__Aufgabe__.
Ermitteln Sie alle Zeilen unten, in denen das Wort "head" vorkommt, und geben Sie diese Zeilen unverändert wieder. Dabei ist die Groß- und Kleinschreibung zu beachten.

__Gezeigte Zeilen__.
※

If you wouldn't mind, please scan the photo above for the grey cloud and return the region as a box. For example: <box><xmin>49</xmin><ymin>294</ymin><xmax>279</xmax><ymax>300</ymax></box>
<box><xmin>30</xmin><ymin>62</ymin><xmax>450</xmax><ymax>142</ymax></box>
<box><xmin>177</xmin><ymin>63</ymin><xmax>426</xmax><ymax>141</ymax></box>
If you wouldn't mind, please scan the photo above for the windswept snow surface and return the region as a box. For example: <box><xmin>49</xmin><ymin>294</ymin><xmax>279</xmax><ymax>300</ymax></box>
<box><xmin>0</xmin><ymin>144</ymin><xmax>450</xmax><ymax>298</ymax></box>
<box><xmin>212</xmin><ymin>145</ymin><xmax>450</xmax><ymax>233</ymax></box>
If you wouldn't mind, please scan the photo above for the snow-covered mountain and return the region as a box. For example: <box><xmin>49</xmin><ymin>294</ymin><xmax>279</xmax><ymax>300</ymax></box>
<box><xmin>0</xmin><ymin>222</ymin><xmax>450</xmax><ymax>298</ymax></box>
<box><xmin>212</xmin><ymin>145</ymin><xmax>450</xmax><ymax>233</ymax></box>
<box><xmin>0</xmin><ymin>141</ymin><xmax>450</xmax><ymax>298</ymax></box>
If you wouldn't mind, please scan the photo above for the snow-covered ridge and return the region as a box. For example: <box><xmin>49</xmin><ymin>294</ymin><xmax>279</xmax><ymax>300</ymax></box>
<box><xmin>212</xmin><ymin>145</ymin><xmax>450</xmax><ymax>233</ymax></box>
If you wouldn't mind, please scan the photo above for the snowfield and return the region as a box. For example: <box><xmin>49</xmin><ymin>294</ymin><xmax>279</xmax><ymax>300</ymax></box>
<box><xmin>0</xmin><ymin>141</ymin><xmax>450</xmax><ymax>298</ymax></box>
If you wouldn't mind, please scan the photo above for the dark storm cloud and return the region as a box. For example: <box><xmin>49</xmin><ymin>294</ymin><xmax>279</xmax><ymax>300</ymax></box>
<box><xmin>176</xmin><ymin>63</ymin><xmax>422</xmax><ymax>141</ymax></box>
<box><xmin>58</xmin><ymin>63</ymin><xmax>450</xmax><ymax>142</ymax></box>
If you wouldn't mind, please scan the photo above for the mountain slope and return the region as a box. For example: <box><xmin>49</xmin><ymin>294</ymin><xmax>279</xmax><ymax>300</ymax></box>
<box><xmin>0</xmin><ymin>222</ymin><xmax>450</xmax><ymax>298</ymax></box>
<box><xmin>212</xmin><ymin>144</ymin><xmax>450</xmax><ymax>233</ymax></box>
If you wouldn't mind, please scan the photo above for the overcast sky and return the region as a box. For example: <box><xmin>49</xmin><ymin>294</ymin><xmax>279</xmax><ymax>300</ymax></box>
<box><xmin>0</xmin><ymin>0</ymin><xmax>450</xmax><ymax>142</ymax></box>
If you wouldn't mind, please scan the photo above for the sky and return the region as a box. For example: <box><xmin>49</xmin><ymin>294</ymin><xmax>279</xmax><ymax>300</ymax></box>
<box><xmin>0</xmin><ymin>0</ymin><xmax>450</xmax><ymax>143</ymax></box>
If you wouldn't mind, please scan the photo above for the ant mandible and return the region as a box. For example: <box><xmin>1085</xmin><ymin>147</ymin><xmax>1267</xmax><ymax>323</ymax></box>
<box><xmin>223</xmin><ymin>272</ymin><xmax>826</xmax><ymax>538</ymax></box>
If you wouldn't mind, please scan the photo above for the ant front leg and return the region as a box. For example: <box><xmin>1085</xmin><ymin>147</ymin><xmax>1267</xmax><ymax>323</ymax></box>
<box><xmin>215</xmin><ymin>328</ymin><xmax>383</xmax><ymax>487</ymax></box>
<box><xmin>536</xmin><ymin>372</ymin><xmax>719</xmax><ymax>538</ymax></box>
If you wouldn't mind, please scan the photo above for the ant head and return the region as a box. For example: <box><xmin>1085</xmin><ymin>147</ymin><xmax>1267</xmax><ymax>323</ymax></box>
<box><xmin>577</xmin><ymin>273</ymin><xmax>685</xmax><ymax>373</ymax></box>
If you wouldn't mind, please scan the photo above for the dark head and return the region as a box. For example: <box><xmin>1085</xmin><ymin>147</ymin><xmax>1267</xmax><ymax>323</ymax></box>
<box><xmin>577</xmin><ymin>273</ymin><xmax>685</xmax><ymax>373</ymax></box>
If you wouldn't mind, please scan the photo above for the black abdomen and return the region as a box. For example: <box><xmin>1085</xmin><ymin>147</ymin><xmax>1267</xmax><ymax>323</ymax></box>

※

__Lösung__.
If you wouldn't mind, please scan the photo above for the ant head and return the region as a box. For example: <box><xmin>1085</xmin><ymin>147</ymin><xmax>1267</xmax><ymax>323</ymax></box>
If you wouldn't mind, please scan the photo above for the dark head and return the region as a box. For example: <box><xmin>1085</xmin><ymin>147</ymin><xmax>1267</xmax><ymax>323</ymax></box>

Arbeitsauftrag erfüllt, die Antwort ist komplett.